> **Try it**: Strip out all images, then restate the data verbatim.

> **Data shown**:
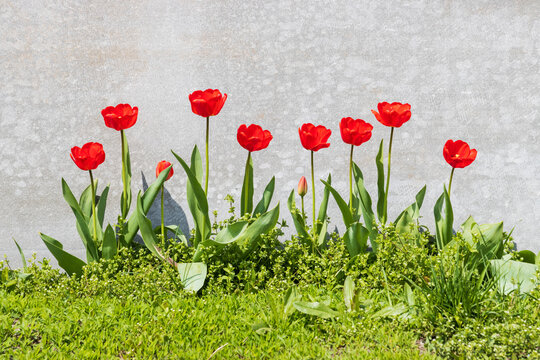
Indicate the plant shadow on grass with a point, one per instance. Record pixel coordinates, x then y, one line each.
174 214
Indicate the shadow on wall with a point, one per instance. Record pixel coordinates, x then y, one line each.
174 214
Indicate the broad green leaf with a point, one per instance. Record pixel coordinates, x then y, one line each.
298 221
23 259
146 199
380 184
192 275
324 206
246 198
145 225
512 275
355 239
315 308
349 293
343 206
264 204
109 243
125 200
71 264
443 222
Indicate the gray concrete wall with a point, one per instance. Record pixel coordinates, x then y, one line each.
469 69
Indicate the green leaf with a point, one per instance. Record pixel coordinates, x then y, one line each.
247 189
192 275
355 239
23 259
349 293
380 184
125 200
264 204
343 206
298 221
145 225
443 222
366 207
147 199
71 264
315 308
109 243
323 207
512 275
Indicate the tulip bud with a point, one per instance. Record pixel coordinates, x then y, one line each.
302 186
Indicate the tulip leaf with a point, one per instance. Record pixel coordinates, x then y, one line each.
315 308
125 200
343 206
109 243
443 222
355 239
246 198
197 201
147 199
192 275
298 221
321 218
366 207
264 204
145 225
71 264
380 184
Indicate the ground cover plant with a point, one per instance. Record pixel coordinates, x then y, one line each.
236 287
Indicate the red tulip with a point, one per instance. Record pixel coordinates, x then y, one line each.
162 165
207 103
314 137
89 157
355 132
253 137
120 117
458 154
394 114
302 186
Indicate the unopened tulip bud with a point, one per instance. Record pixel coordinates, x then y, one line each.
302 186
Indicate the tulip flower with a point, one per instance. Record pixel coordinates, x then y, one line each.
314 138
354 132
89 157
392 115
207 103
302 191
459 155
252 138
162 165
120 118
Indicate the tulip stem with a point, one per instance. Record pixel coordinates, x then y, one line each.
162 213
124 180
450 182
313 191
207 137
93 205
246 185
350 179
388 176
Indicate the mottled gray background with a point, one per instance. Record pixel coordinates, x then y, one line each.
469 69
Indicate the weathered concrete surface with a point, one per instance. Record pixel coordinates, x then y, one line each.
469 69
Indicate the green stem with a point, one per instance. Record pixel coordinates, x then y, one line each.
313 191
388 177
207 137
162 213
124 180
450 183
93 205
350 179
246 184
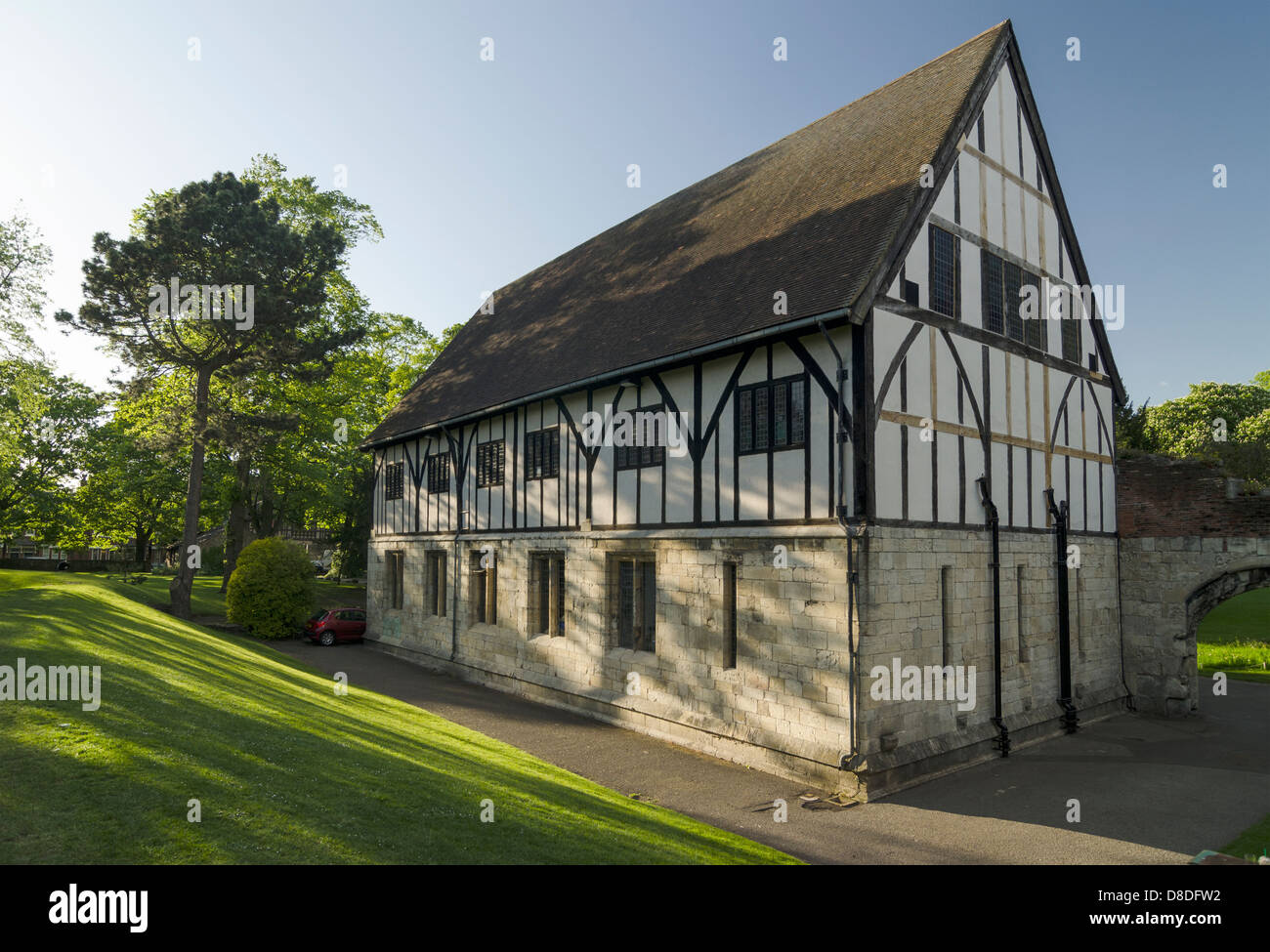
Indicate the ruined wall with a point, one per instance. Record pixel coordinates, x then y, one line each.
1189 540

> **Your solution**:
Indicate the plant shadow on grass with a point, one per instance. Record pixel coordinates, x then y, one line each.
174 214
Indicate the shadow on wall with a point, one per instance. Record pixel coordinates, x then y, one line each.
174 214
Indicate the broad green leaf with a point, one per instance. Record pixel coordinates, x then y, one line each.
298 221
23 259
146 199
380 184
192 275
324 206
246 198
145 225
512 275
355 239
315 308
349 293
343 206
264 204
109 243
125 200
71 264
443 222
Indicate the gray concrete wall with a point, one per instance. Record pixel coordinates, x then y, one line each.
469 69
Indicate the green leaf with a point, one per instance. Record pixel coordinates, x then y, one line each.
247 189
192 275
355 239
23 259
349 293
380 184
125 200
264 204
343 206
298 221
145 225
443 222
366 207
147 199
71 264
315 308
109 243
323 207
512 275
Indicate the tulip bud with a point, one per instance. Record pixel coordinates, x then y, one line each.
302 186
Indicate the tulip leaf with a point, one per instance. Record pixel coordinates, x then y, one line each.
315 308
125 200
343 206
109 243
443 222
355 239
246 198
197 201
147 199
192 275
298 221
321 218
366 207
264 204
145 225
71 264
380 184
Indicate the ground cover plant with a point, one per instance. Record pixel coordinates, x then y, one line each.
236 287
Indicate the red tulip with a point, one per instance. Record pixel coordinates, x then y, one line each.
162 165
207 103
314 137
89 157
355 132
253 137
120 117
458 154
394 114
302 186
Indicate the unopened tulip bud with a point, one per instance. Record pixel coordinates, x then y, one line each.
302 186
Indicate the tulip flower with a point, one per instance. Record pixel coordinates, x then y, one line each.
314 138
354 132
89 157
392 115
207 103
302 191
459 155
252 138
162 165
120 118
Indicate the tulip stem with a point, one per instance. Record pixel coordinates, x then y, one line each.
162 213
124 180
450 182
313 191
207 137
93 205
246 185
350 179
388 176
Indicate the mottled gray background with a point, one per instance. Record pixel coordinates, x then y, one line each.
469 69
Indicate the weathered concrete surface with a point, one per instance. Record pixel coordinates, x then y, one line each.
469 69
Indicate the green stem with a point, one per instance. Record pixel coordinates, x then y, one line each.
313 191
388 177
207 137
162 213
124 180
450 183
93 205
350 179
246 184
Indicate the ruined wall with a point, one per instance. Record pixel coordinates, x then y, one line each.
1189 540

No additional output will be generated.